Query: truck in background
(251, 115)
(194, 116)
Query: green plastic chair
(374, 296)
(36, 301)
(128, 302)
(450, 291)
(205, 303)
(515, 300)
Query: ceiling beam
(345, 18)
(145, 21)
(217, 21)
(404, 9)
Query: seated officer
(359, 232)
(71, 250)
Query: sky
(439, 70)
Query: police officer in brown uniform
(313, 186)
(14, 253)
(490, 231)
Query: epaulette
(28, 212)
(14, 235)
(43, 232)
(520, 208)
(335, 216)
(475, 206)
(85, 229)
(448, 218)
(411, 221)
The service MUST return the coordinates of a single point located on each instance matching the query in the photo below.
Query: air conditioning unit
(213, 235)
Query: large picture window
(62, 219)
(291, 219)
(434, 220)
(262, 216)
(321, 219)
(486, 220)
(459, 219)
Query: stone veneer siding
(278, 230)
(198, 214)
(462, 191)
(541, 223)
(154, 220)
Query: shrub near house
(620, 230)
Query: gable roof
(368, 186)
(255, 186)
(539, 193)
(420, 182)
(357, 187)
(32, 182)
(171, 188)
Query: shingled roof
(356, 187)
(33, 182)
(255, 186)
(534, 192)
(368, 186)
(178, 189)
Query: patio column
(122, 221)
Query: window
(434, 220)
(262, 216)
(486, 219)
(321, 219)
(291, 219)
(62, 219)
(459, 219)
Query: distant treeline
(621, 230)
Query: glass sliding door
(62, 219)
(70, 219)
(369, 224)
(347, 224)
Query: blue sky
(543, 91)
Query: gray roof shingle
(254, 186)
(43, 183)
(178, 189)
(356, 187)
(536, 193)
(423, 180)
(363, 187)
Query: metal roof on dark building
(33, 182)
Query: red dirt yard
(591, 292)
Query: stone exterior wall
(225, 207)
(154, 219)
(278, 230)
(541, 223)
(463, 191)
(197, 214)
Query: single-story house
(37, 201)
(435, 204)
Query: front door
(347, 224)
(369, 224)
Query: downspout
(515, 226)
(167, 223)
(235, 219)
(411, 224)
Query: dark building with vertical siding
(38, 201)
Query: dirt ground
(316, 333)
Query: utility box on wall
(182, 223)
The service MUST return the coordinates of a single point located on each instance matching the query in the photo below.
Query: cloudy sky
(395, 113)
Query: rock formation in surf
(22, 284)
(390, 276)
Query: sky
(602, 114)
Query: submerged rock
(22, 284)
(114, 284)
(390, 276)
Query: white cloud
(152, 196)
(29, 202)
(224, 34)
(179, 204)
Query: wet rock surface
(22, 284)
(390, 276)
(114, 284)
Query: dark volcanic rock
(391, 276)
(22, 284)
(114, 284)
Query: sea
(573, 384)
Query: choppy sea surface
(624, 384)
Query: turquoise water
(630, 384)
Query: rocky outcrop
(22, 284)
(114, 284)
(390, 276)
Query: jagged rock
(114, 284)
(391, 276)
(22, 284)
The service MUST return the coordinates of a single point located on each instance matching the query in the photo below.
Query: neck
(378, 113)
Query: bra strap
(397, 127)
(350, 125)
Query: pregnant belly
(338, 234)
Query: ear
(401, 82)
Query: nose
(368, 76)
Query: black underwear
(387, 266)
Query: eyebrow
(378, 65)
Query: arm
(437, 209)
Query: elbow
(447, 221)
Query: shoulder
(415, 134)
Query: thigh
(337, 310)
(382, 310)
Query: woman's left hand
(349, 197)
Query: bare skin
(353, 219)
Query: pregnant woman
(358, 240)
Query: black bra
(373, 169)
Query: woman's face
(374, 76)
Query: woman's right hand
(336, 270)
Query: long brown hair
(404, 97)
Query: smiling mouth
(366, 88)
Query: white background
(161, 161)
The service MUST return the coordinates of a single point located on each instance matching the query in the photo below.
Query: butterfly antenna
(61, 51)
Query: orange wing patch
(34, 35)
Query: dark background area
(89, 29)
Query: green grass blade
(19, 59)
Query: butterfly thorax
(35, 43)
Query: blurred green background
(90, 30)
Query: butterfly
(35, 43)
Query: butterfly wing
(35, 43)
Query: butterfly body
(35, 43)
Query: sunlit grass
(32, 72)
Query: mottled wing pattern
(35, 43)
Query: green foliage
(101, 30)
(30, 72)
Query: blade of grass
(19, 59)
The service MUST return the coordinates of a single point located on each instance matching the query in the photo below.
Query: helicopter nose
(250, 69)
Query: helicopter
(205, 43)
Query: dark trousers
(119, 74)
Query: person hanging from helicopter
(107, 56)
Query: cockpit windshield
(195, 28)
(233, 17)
=-=-=-=-=
> What needs to be done: Write out all of the material above again, putting "drainpipe" wherever "downspout" appears and leaving everything else unchanged.

> Expected output:
Query: truck in background
(251, 115)
(194, 116)
Query: green plastic chair
(374, 296)
(36, 301)
(128, 302)
(450, 291)
(205, 303)
(515, 300)
Query: ceiling beam
(345, 18)
(145, 21)
(217, 21)
(404, 9)
Query: seated officer
(359, 232)
(71, 250)
Query: sky
(439, 70)
Query: police officer in brown uniform
(313, 186)
(14, 253)
(490, 231)
Query: epaulette
(28, 212)
(14, 235)
(43, 232)
(520, 208)
(335, 216)
(475, 206)
(85, 229)
(448, 218)
(411, 221)
The service MUST return the coordinates of a single point located on each instance matching the query in the photo below.
Query: air conditioning unit
(213, 235)
Query: large picture window
(62, 219)
(291, 219)
(434, 220)
(262, 216)
(321, 219)
(486, 220)
(459, 219)
Query: stone veneer siding
(278, 230)
(198, 214)
(462, 191)
(541, 223)
(154, 220)
Query: shrub near house
(620, 230)
Query: gable roof
(368, 186)
(255, 186)
(539, 193)
(420, 182)
(357, 187)
(32, 182)
(171, 188)
Query: shingled roof
(356, 187)
(33, 182)
(255, 186)
(534, 192)
(368, 186)
(178, 189)
Query: patio column
(122, 221)
Query: window
(434, 220)
(262, 216)
(486, 219)
(321, 219)
(291, 219)
(62, 219)
(459, 219)
Query: distant treeline
(621, 230)
Query: glass sliding door
(62, 219)
(70, 219)
(369, 224)
(347, 224)
Query: blue sky
(543, 91)
Query: gray roof shingle
(254, 186)
(43, 183)
(178, 189)
(356, 187)
(536, 193)
(423, 180)
(363, 187)
Query: metal roof on dark building
(33, 182)
Query: red dirt yard
(591, 292)
Query: stone exterior wall
(225, 207)
(154, 219)
(278, 230)
(541, 223)
(463, 191)
(197, 214)
Query: single-story house
(37, 201)
(435, 204)
Query: front door
(347, 224)
(369, 224)
Query: drainpipe
(515, 226)
(167, 223)
(235, 219)
(411, 224)
Query: dark building with vertical siding
(38, 201)
Query: dirt ground
(316, 333)
Query: utility box on wall
(182, 223)
The service MUST return the coordinates of a single point located on each instance matching the query in the photo below.
Query: cloudy sky
(395, 113)
Query: rock formation in surf
(22, 284)
(390, 276)
Query: sky
(602, 114)
Query: submerged rock
(22, 284)
(114, 284)
(390, 276)
Query: white cloud
(152, 196)
(29, 202)
(224, 34)
(179, 204)
Query: wet rock surface
(22, 284)
(390, 276)
(114, 284)
Query: dark volcanic rock
(391, 276)
(22, 284)
(114, 284)
Query: sea
(573, 384)
Query: choppy sea surface
(624, 384)
Query: turquoise water
(630, 384)
Query: rocky outcrop
(22, 284)
(114, 284)
(390, 276)
Query: jagged rock
(114, 284)
(391, 276)
(22, 284)
The service MUST return the coordinates of a single point located on each instance matching the query in the photo below.
Query: neck
(378, 113)
Query: bra strap
(397, 127)
(350, 125)
Query: pregnant belly
(338, 234)
Query: ear
(401, 82)
Query: nose
(368, 76)
Query: black underwear
(387, 266)
Query: eyebrow
(378, 65)
Query: arm
(437, 209)
Query: elbow
(447, 221)
Query: shoulder
(415, 134)
Query: thigh
(337, 310)
(382, 310)
Query: woman's left hand
(349, 197)
Query: bare skin
(353, 219)
Query: pregnant woman
(358, 240)
Query: black bra
(373, 169)
Query: woman's face
(374, 76)
Query: woman's right hand
(336, 270)
Query: long brown hair
(404, 97)
Query: smiling mouth
(366, 88)
Query: white background
(161, 161)
The service MUST return the coordinates of a single point located on each instance matching the query in the photo below.
Query: butterfly antenna
(61, 51)
Query: orange wing patch
(34, 35)
Query: dark background area
(89, 29)
Query: green grass blade
(19, 59)
Query: butterfly thorax
(35, 43)
Query: blurred green background
(90, 30)
Query: butterfly
(35, 43)
Query: butterfly wing
(35, 43)
Query: butterfly body
(35, 43)
Query: sunlit grass
(32, 72)
Query: mottled wing pattern
(35, 43)
Query: green foliage
(101, 30)
(30, 72)
Query: blade of grass
(19, 59)
The service MUST return the coordinates of a single point located on each instance matching the query in the photo below.
Query: helicopter nose
(250, 69)
Query: helicopter
(205, 43)
Query: dark trousers
(119, 74)
Query: person hanging from helicopter
(107, 56)
Query: cockpit windshield
(195, 28)
(233, 17)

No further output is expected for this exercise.